Data listing |
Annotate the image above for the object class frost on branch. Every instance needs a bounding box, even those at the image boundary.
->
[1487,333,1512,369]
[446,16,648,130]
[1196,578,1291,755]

TASK TO CARRY OUT | Rewrite the listing above with "frost on branch" changed to "rime on branch", keeping everything else identical.

EXERCISE RESULT |
Annotate the image above for the object class rime on branch. Every instance needs a bounding box, even those at the image boundary.
->
[1487,333,1512,369]
[446,16,648,130]
[1196,578,1291,755]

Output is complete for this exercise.